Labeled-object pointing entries
===============

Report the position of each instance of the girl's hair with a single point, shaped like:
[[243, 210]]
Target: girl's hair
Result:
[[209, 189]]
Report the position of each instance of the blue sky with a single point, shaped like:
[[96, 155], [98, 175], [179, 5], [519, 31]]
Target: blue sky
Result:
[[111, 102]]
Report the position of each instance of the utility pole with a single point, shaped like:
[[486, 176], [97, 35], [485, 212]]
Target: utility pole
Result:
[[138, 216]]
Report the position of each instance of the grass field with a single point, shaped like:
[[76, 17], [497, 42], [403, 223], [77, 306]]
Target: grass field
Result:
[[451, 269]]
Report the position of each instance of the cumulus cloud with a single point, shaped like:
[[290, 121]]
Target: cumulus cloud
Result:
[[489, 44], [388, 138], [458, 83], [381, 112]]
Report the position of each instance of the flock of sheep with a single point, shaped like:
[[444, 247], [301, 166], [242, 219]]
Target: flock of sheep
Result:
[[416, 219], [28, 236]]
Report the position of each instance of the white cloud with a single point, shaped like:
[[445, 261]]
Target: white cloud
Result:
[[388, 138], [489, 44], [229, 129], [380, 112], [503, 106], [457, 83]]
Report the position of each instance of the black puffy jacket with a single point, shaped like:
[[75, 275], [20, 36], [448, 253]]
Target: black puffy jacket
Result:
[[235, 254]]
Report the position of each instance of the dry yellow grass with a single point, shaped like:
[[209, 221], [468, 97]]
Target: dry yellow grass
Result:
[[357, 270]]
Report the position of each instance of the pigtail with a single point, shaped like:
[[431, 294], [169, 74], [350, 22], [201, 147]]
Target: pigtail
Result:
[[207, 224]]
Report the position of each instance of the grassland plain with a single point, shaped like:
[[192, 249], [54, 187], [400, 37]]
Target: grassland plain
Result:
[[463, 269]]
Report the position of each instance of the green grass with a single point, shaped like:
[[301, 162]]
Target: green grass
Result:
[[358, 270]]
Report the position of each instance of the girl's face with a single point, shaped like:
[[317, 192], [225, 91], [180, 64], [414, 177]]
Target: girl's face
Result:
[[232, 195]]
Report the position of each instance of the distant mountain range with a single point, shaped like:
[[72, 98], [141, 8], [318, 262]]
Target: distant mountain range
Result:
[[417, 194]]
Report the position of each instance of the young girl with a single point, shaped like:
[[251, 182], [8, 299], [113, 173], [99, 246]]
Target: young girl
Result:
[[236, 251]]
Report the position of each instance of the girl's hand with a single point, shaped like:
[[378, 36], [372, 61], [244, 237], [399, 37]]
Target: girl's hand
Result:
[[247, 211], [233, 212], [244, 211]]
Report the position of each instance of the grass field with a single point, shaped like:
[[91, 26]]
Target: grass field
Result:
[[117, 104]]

===============

Could you write out the lines above as a numbered list, from the line with "Report the position of each instance of the cumulus" to the line with "[[357, 270]]", including both, and leave out any blank lines?

1. Report the position of each instance of the cumulus cloud with a single point, shaped like:
2. [[290, 121]]
3. Target: cumulus cloud
4. Result:
5. [[489, 44], [388, 138], [458, 83], [381, 112]]
6. Report the position of each instance of the flock of sheep with a single point, shaped like:
7. [[444, 247], [301, 166], [242, 219]]
8. Target: flock of sheep
9. Result:
10. [[416, 219], [28, 236]]
11. Report the position of each instance of the white cloud with a single point, shaped like:
12. [[445, 261]]
13. Target: white cloud
14. Result:
15. [[388, 138], [489, 44], [229, 129], [380, 112], [503, 106], [457, 83]]
16. Report the position of each instance of the black puffy jacket with a single point, shaped like:
17. [[75, 275], [20, 36], [448, 253]]
18. Target: black puffy jacket
19. Result:
20. [[235, 254]]
21. Report the position of each instance of the dry yellow grass with a single point, shaped like:
22. [[209, 221], [468, 97]]
23. Target: dry yellow grass
24. Result:
25. [[357, 270]]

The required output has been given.